Extrait à lire:
=======

Brice Marden, des tremplins pour l'esprit

Par Anouchka Roggeman · L'ŒIL

Le 1 février 2006 - 908 mots

L’artiste américain Brice Marden nous reçoit dans son atelier de Manhattan, face à l’Hudson. Dans ce lieu étonnamment épuré, les murs sont recouverts des tableaux colorés de l’artiste.

Vous avez choisi de mettre l’une de vos toiles en parallèle avec La Truite de Courbet. Pourquoi ?
Cette œuvre est pour moi une métaphore de la vie de Courbet. C’est un tableau qu’il a réalisé à la fin de sa vie, alors qu’il était malade, en exil, il réussit à exprimer tout cela à travers ce poisson. La peinture abstraite est pour moi très réelle et la peinture de Courbet n’est peut-être pas si réelle que ça. C’est une figure très dépouillée, les détails réalistes sont rares, il y a presque quelque chose d’abstrait dans ce poisson.

Mettez-vous une partie de votre vie dans vos peintures ?
Bien sûr. Je suis un expressionniste : mes peintures sont des expressions de moi-même. Je suis imprégné par mes peintures, elles m’obsèdent. Je travaille et j’y pense constamment.

N’avez-vous jamais été tenté de faire des peintures réalistes ?
J’utilise beaucoup les figures au départ, mais je ne veux pas que la figure impose un sens à la lecture. Si je peins en pensant à un paysage, je ne veux pas que les gens y voient un beau paysage. La réalité du tableau, c’est la façon dont l’œuvre affecte, touche celui qui le regarde. Il faut d’abord tenter de dialoguer avec une œuvre, sans préjudices.

C’est parfois difficile de comprendre une œuvre abstraite.
Beaucoup de gens disent qu’ils ne comprennent rien à l’art moderne, mais il n’y a rien à comprendre : tout est là, devant vos yeux. Les tableaux sont des tremplins pour l’esprit. Tout le monde peut être inspiré, élevé par l’art, l’art n’est pas seulement pour une élite. L’erreur de beaucoup de gens face à un tableau c’est qu’ils essaient de le comprendre, alors qu’il s’agit d’abord de se comprendre soi face au tableau.

Vous avez peint des monochromes dans les années 1970, comment en êtes-vous arrivé à votre style actuel ?

=======

Éléments enregistrés:
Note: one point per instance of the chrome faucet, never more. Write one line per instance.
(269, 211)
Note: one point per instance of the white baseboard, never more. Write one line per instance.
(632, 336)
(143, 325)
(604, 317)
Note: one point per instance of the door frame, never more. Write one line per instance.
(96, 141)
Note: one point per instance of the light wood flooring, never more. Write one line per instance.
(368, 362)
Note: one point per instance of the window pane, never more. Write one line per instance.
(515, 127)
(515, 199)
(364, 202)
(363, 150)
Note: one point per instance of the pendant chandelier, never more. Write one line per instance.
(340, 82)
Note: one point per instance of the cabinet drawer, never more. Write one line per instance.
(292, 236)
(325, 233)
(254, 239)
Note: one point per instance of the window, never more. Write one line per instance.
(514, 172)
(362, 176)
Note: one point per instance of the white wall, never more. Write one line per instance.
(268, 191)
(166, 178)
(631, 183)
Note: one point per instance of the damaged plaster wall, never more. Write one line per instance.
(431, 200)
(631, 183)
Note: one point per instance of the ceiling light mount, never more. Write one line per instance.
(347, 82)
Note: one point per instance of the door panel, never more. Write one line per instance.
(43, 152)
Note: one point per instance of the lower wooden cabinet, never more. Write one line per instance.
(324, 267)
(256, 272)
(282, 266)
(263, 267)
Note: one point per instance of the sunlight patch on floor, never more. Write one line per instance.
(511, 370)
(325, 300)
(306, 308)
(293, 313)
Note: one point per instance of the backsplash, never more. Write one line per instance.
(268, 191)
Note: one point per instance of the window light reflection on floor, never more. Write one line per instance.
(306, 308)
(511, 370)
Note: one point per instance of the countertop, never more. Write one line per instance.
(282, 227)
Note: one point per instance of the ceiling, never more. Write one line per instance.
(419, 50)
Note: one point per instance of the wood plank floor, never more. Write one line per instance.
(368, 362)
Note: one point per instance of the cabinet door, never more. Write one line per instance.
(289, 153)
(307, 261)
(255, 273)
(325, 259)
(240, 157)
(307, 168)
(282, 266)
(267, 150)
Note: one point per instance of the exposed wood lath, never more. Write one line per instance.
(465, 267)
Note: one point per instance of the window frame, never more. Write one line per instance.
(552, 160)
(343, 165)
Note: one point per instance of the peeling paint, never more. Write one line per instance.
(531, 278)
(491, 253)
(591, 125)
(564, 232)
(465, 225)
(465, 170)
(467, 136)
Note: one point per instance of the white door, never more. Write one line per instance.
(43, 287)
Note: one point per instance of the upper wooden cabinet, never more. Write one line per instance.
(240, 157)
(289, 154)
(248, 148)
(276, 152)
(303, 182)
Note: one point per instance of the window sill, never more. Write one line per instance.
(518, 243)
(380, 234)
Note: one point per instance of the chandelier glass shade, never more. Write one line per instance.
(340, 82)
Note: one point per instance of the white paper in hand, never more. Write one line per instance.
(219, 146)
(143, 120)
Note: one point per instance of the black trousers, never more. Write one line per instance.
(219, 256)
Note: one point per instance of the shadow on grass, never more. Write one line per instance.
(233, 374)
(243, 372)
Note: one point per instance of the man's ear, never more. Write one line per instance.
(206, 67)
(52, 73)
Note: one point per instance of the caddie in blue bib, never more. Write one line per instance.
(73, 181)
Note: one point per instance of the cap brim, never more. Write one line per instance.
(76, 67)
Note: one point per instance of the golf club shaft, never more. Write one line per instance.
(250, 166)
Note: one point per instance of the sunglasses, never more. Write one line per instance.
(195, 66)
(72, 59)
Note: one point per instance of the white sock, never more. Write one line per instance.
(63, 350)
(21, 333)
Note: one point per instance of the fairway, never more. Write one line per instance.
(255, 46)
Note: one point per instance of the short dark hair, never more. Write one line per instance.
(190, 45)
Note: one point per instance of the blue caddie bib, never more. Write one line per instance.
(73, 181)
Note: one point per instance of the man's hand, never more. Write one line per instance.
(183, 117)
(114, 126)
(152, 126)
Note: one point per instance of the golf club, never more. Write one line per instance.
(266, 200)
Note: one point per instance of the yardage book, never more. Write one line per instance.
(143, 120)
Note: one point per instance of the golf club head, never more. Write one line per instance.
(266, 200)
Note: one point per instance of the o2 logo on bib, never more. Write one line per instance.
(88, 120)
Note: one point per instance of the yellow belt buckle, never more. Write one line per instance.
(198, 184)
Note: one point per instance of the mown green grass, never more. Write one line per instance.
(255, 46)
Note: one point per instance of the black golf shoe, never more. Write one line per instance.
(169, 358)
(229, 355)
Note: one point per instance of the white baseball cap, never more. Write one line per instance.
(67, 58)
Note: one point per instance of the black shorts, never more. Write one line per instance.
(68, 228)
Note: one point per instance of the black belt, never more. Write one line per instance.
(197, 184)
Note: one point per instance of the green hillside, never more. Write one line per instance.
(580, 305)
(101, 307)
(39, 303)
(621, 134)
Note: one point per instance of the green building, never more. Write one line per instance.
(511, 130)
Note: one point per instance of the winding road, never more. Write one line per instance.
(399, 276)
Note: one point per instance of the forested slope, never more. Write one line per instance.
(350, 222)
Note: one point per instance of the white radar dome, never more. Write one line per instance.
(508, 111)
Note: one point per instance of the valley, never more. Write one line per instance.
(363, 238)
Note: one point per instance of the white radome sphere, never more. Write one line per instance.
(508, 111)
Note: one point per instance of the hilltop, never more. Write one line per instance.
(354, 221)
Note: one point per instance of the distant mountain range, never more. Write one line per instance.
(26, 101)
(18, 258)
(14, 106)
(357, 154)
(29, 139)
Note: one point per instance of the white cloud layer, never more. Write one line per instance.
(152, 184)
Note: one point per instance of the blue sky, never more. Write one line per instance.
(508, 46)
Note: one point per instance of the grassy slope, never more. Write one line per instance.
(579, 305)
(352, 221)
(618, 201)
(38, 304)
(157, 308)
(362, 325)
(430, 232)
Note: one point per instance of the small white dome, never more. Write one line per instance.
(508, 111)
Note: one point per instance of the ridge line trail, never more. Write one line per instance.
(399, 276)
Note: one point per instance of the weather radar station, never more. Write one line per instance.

=======

Recopiez fidèlement le passage de l'entretien avec Brice Marden qui commence aux mots « Beaucoup de gens disent » et s'arrête après « votre style actuel ? ».

Corrigé:
Beaucoup de gens disent qu’ils ne comprennent rien à l’art moderne, mais il n’y a rien à comprendre : tout est là, devant vos yeux. Les tableaux sont des tremplins pour l’esprit. Tout le monde peut être inspiré, élevé par l’art, l’art n’est pas seulement pour une élite. L’erreur de beaucoup de gens face à un tableau c’est qu’ils essaient de le comprendre, alors qu’il s’agit d’abord de se comprendre soi face au tableau.

Vous avez peint des monochromes dans les années 1970, comment en êtes-vous arrivé à votre style actuel ?